*SHORT TASK*
Present every line of the material below as a Markdown table with the columns "Row" and "Line," leaving out blank lines.

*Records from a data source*

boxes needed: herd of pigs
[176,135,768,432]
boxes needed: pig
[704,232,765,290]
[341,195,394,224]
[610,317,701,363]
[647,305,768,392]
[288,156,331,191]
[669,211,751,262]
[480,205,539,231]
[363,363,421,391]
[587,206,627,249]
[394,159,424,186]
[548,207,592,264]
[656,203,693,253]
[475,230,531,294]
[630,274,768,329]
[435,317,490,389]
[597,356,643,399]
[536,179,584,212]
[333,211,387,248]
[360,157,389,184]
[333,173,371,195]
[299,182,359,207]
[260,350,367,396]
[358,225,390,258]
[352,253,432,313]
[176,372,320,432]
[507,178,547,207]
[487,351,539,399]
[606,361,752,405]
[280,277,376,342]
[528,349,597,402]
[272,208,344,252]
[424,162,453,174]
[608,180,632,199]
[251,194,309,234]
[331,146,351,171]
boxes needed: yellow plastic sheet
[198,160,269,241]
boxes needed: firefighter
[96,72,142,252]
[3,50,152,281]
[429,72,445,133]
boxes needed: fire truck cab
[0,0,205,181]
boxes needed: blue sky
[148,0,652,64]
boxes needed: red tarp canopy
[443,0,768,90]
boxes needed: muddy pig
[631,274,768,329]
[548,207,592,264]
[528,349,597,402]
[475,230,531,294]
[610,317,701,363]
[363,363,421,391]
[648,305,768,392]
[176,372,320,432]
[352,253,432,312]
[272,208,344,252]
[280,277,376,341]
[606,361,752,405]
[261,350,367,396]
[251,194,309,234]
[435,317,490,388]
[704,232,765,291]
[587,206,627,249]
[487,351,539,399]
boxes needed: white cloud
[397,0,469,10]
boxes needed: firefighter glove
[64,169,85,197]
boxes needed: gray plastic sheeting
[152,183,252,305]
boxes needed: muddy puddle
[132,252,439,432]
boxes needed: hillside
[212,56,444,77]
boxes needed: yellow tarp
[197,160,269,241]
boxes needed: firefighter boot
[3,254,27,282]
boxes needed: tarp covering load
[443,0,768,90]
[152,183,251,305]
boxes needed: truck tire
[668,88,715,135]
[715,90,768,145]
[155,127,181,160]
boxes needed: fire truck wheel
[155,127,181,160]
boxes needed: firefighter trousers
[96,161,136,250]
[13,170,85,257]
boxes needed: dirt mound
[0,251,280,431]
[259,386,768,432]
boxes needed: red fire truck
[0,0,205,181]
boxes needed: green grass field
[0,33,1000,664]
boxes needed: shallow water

*IN RESPONSE*
| Row | Line |
|---|---|
| 1 | boxes needed: herd of pigs |
| 2 | [176,135,768,432] |
| 3 | boxes needed: pig |
| 4 | [704,232,765,290] |
| 5 | [341,195,394,224] |
| 6 | [610,317,701,363] |
| 7 | [647,305,768,392] |
| 8 | [288,156,331,191] |
| 9 | [669,211,751,262] |
| 10 | [480,205,539,231] |
| 11 | [363,363,421,391] |
| 12 | [587,206,627,249] |
| 13 | [394,159,424,186] |
| 14 | [548,207,592,264] |
| 15 | [656,203,693,253] |
| 16 | [475,230,531,294] |
| 17 | [630,274,768,329] |
| 18 | [435,317,490,389] |
| 19 | [597,356,643,399] |
| 20 | [536,179,584,212] |
| 21 | [333,211,387,248] |
| 22 | [360,157,389,184] |
| 23 | [333,173,371,195] |
| 24 | [299,182,359,207] |
| 25 | [260,350,367,396] |
| 26 | [358,225,390,258] |
| 27 | [352,253,432,313] |
| 28 | [176,372,320,432] |
| 29 | [507,178,547,207] |
| 30 | [487,351,539,399] |
| 31 | [606,361,752,405] |
| 32 | [280,277,376,342] |
| 33 | [528,349,597,402] |
| 34 | [272,208,344,252] |
| 35 | [424,162,453,174] |
| 36 | [608,180,632,199] |
| 37 | [251,194,309,234] |
| 38 | [331,146,351,171] |
| 39 | boxes needed: yellow plastic sheet |
| 40 | [198,160,269,241] |
| 41 | boxes needed: firefighter |
| 42 | [96,72,142,252] |
| 43 | [3,50,152,281] |
| 44 | [429,72,445,133] |
| 45 | boxes needed: fire truck cab |
| 46 | [0,0,205,181] |
| 47 | boxes needed: blue sky |
| 48 | [148,0,652,64] |
| 49 | boxes needed: red tarp canopy |
| 50 | [443,0,768,90] |
| 51 | boxes needed: muddy pig |
| 52 | [631,274,768,329] |
| 53 | [548,207,592,264] |
| 54 | [528,349,597,402] |
| 55 | [475,230,531,294] |
| 56 | [610,317,701,363] |
| 57 | [363,363,421,391] |
| 58 | [648,305,768,392] |
| 59 | [176,372,320,432] |
| 60 | [352,253,432,312] |
| 61 | [272,208,344,252] |
| 62 | [280,277,376,341] |
| 63 | [606,361,752,405] |
| 64 | [261,350,367,396] |
| 65 | [251,194,309,234] |
| 66 | [435,317,490,388] |
| 67 | [704,232,765,291] |
| 68 | [587,206,627,249] |
| 69 | [487,351,539,399] |
| 70 | boxes needed: white cloud |
| 71 | [397,0,469,10] |
| 72 | boxes needed: firefighter glove |
| 73 | [64,169,85,197] |
| 74 | boxes needed: gray plastic sheeting |
| 75 | [152,183,252,305] |
| 76 | boxes needed: muddy puddle |
| 77 | [132,252,439,432] |
| 78 | boxes needed: hillside |
| 79 | [212,56,444,77] |
| 80 | boxes needed: yellow tarp |
| 81 | [197,160,269,241] |
| 82 | boxes needed: firefighter boot |
| 83 | [3,254,27,282] |
| 84 | boxes needed: tarp covering load |
| 85 | [443,0,768,90] |
| 86 | [152,183,251,305] |
| 87 | boxes needed: truck tire |
| 88 | [668,88,715,135] |
| 89 | [715,90,768,145] |
| 90 | [155,127,181,160] |
| 91 | boxes needed: fire truck wheel |
| 92 | [155,127,181,160] |
| 93 | boxes needed: firefighter trousers |
| 94 | [96,161,136,250] |
| 95 | [13,170,85,257] |
| 96 | boxes needed: dirt mound |
| 97 | [0,251,280,431] |
| 98 | [259,386,768,432] |
| 99 | boxes needed: red fire truck |
| 100 | [0,0,205,181] |
| 101 | boxes needed: green grass field |
| 102 | [0,33,1000,664] |
| 103 | boxes needed: shallow water |